>> begin

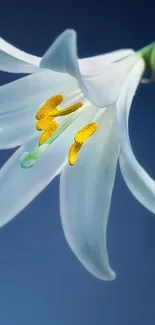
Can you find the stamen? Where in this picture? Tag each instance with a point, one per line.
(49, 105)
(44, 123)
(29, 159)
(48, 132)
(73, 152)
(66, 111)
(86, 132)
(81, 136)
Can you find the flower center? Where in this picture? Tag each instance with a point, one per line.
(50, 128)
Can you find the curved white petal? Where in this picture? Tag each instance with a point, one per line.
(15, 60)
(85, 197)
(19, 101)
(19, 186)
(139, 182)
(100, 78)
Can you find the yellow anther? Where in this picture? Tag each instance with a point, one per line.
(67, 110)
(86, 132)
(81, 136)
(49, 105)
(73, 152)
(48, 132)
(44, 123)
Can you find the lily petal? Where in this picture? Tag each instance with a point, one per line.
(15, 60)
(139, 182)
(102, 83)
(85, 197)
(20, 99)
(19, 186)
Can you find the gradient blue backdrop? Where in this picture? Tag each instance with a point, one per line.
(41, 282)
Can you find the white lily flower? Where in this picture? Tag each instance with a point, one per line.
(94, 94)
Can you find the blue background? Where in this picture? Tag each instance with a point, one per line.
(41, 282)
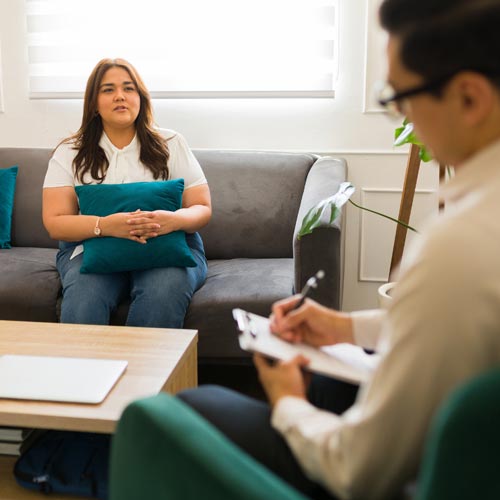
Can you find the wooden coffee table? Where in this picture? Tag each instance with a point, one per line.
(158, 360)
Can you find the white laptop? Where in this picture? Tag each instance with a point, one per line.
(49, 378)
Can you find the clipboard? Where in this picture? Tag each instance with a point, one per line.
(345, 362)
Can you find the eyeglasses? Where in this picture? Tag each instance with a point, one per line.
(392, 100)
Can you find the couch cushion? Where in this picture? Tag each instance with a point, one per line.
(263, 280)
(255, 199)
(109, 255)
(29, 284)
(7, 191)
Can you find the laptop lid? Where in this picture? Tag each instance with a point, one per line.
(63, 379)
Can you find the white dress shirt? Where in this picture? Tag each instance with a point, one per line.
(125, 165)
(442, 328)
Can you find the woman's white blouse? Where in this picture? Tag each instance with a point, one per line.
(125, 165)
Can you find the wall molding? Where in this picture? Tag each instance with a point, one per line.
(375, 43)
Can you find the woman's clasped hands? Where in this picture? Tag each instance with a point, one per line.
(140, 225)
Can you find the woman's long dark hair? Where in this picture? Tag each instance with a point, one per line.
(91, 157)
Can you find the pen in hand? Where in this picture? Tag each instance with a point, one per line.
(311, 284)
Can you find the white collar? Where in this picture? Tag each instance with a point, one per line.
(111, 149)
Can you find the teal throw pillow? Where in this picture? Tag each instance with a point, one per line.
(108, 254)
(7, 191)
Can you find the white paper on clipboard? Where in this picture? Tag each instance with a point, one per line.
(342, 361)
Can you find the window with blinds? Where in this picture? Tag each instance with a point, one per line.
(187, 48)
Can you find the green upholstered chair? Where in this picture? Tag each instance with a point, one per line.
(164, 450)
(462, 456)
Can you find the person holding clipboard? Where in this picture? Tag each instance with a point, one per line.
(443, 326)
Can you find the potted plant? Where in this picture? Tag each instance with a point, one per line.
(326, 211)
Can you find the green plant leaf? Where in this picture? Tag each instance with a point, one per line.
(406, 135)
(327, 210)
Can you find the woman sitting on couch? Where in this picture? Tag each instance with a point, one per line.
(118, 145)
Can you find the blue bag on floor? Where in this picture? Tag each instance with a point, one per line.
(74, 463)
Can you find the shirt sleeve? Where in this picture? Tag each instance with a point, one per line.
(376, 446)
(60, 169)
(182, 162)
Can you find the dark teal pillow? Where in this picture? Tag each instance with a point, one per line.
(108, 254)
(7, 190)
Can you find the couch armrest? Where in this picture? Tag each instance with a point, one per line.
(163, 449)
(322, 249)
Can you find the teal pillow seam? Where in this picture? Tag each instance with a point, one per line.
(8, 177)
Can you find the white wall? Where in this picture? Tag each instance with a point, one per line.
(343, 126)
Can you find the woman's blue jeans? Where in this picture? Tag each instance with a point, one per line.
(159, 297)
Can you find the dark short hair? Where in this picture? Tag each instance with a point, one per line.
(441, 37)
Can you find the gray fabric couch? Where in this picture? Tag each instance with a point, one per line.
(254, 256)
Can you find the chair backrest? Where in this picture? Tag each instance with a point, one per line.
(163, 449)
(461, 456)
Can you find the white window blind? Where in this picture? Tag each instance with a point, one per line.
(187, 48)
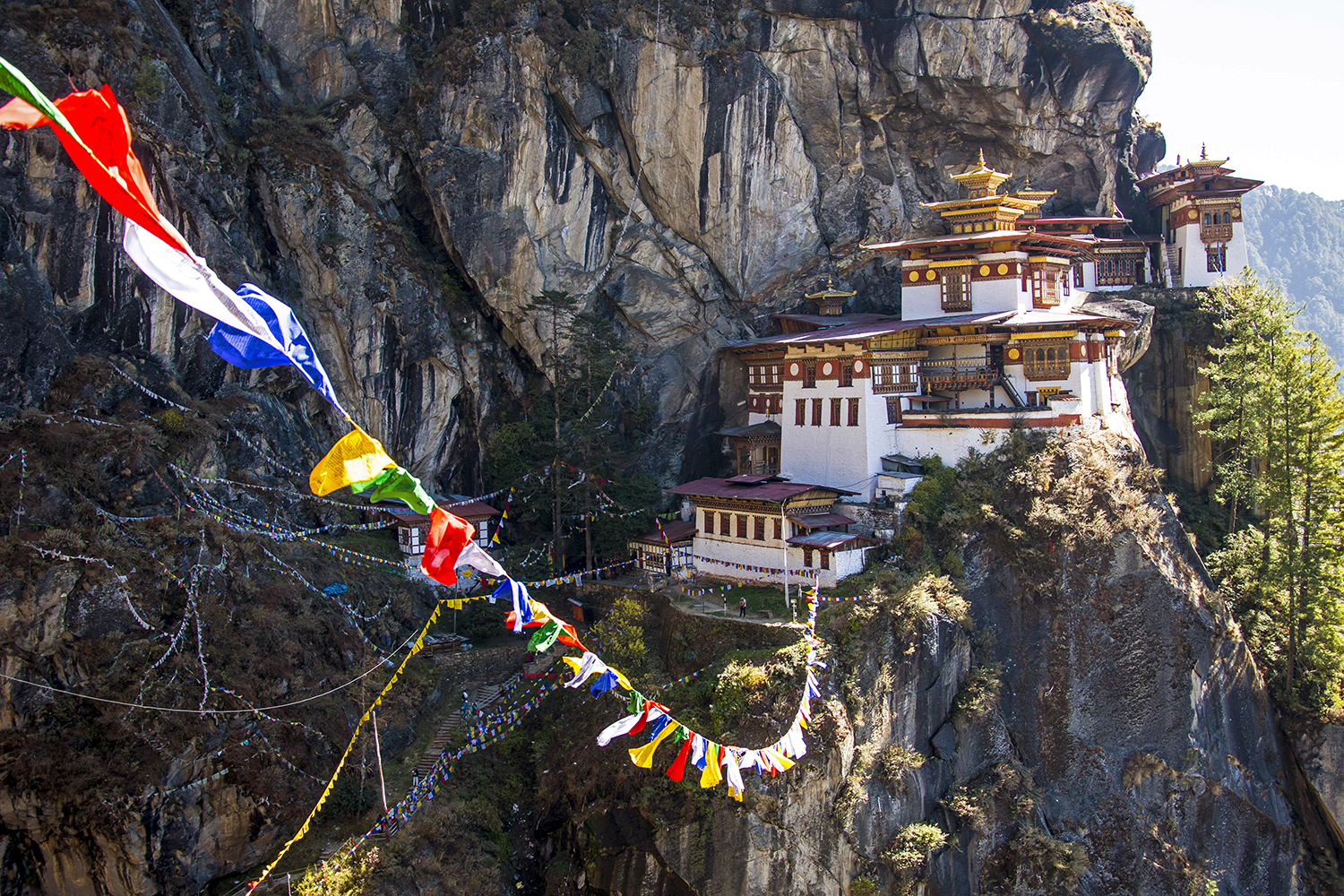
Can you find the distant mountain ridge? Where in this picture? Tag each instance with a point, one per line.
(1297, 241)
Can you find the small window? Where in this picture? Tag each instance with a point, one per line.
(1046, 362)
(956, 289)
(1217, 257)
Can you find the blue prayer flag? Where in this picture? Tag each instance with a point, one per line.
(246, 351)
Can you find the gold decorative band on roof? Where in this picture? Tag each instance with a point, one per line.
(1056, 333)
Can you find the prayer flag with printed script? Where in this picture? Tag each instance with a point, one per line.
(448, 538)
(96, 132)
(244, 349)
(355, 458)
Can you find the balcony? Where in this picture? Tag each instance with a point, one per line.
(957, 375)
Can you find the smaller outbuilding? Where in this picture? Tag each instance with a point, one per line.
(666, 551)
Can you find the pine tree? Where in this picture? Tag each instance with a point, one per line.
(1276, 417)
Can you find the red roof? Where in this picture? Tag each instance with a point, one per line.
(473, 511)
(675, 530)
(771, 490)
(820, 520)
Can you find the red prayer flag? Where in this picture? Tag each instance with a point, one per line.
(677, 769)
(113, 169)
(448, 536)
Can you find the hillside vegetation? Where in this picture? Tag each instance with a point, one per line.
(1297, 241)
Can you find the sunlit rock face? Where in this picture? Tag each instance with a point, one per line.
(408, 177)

>> end

◆ Exercise aim
Copy the entries exactly. Leave out the images.

◆ Result for this task
Can you find the stamen? Where in this picture? Tag each instance with a point, one per line.
(49, 105)
(44, 123)
(29, 159)
(48, 132)
(73, 152)
(66, 111)
(86, 132)
(81, 136)
Can you find the flower center? Where in this picture? Tag each instance with a point, one per line.
(50, 128)
Can you find the curved white petal? Where in this picture? Tag each instance with a point, one per line.
(15, 60)
(85, 197)
(19, 101)
(19, 186)
(139, 182)
(100, 78)
Can you find the yellow anther? Where in this picture? Tag each instance with a point, one per line.
(67, 110)
(86, 132)
(81, 136)
(49, 105)
(73, 152)
(48, 132)
(44, 123)
Can you find the lily petal? Where in this picture? Tag each instance with a point, one per line.
(15, 60)
(139, 182)
(102, 83)
(85, 197)
(20, 99)
(19, 186)
Can you find the gradient blue backdrop? Where in this picture? Tag each instance with a point, one per line.
(41, 282)
Can you find the white lily flower? Where in this picture? Tag each instance with a point, one per line.
(94, 94)
Can you find the blue background? Where in this picture? Tag each instance with a point, one per line.
(41, 282)
Can you find the wooden coffee table? Where in this picture? Tag each instance with a point, one per line.
(158, 360)
Can you find the white laptop? Where in this picture? Tag each instance with a point, one per line.
(49, 378)
Can you find the clipboard? Where in this picture? Tag each instance with a point, one per line.
(345, 362)
Can you find the eyeglasses? Where in this picture? Tag each instance with a point, one per line.
(392, 100)
Can you find the couch cushion? Where in this picture? Tag each instance with a point, one per line.
(263, 280)
(255, 199)
(109, 255)
(29, 284)
(7, 191)
Can you find the laptop lid? Where in this picture? Tag each instance with a point, one per line.
(63, 379)
Can you find the white dress shirt? Where in this picture? Tag each instance with a point, one per line.
(125, 165)
(442, 328)
Can you find the woman's white blouse? Where in this picture? Tag each instance with a point, one per line.
(125, 165)
Can you find the wall molding? Where in this picture? Tag each instance with a point, one per line.
(375, 43)
Can you find the woman's clasped hands? Where in this picture? Tag each instance with a point, one per line.
(140, 225)
Can you find the woman's long dark hair? Where in this picture? Tag each instance with a point, one per line.
(91, 157)
Can you find the pen in hand? Where in this picture? Tag each instance with a point, one per line.
(311, 284)
Can you find the white collar? Where in this picture? Tag each instance with a point, one per line.
(111, 149)
Can you find the teal throw pillow? Where in this picture? Tag each instance with a point, one per line.
(108, 254)
(7, 191)
Can you find the white paper on clipboard? Where in this picture? Tag each instance with a point, one per line.
(342, 361)
Can you find the window with blinds? Where in this picture? Tag each instance with a point, one per line.
(187, 48)
Can you find the green upholstered chair? Where in this picture? Tag each instance with a point, one per line.
(164, 450)
(462, 456)
Can you find the person holding clipboard? Where in this picture? Tag each instance with a point, one per line.
(443, 326)
Can you find the potted plant? Where in this picture? Tag each instance with a point, one per line.
(326, 211)
Can you find the green plant leaf? Where in this picture? Tag each instance with a point, one per line.
(406, 135)
(327, 210)
Can you find the woman sitting on couch? Where in this picture? Tag each instance with a point, one per line.
(118, 145)
Can you find the blue bag on floor? Where in this picture? Tag each instance with a point, one per line.
(74, 463)
Can you find the shirt sleeve? Where in this picture? Tag each instance with a point, one per line.
(376, 446)
(60, 169)
(182, 162)
Can you find the dark teal pillow? Where in this picture? Tag each instance with a point, one per line.
(108, 254)
(7, 190)
Can you find the couch armrest? Where in this picture? Tag each instance with a point, one per line.
(163, 449)
(322, 249)
Can you find the teal pillow seam? Where in this picture? Tag each instance with a point, one per line.
(8, 177)
Can you find the white wall? Where in this picture? Tag each instance with a point, one per line.
(343, 126)
Can you find the woman's blue jeans? Where in this picture? Tag each instance with a point, one per line.
(159, 297)
Can you find the dark short hair? Where in this picture? Tag each instance with a point, one per line.
(441, 37)
Can you find the gray fabric couch? Where in this picture? Tag each instance with a point, one per line.
(254, 256)
Can you find the chair backrest? Where in this picture? Tag each instance with a point, one per line.
(163, 449)
(461, 456)
Can you find the white window blind? Where in this picture? Tag each instance with a point, one per line.
(187, 48)
Can you find the distant mountain ridge? Where in this picture? Tag each instance with a point, one per line.
(1297, 241)
Can you find the small window? Where in this picture? Tag each instance with a point, one per line.
(1046, 362)
(956, 289)
(1217, 257)
Can you find the blue prayer flag? Where in this picture? Tag each instance with a point, one per line.
(246, 351)
Can you find the gold decorative band on roof? Where in this picture? Tag each instance with a point, one per line.
(1056, 333)
Can you find the prayer flag with printed script? Where in this picture? Tag each instance with a point, one per line.
(448, 538)
(96, 132)
(244, 349)
(355, 458)
Can you find the balcony? Where in this picture? Tag each instance with a point, one per line.
(957, 375)
Can you find the smaller outbuilding? Where in this picture? Tag each instance with a point, one per line.
(666, 551)
Can you find the pine tree? Where in this picture? Tag each instance with a point, one per line.
(1276, 417)
Can you find the red roof? Where in this picture? Tag each instance with a point, one per line.
(473, 511)
(675, 530)
(771, 490)
(820, 520)
Can you find the red prayer flag? Where in this picture? Tag each instance with a point, one per line.
(677, 769)
(113, 169)
(448, 536)
Can you find the hillside vegetation? Where in this picture? Tag each instance with a point, one per line.
(1297, 241)
Can you find the sunlit rock face? Where in this picture? Tag each instance with a point, one per line.
(408, 177)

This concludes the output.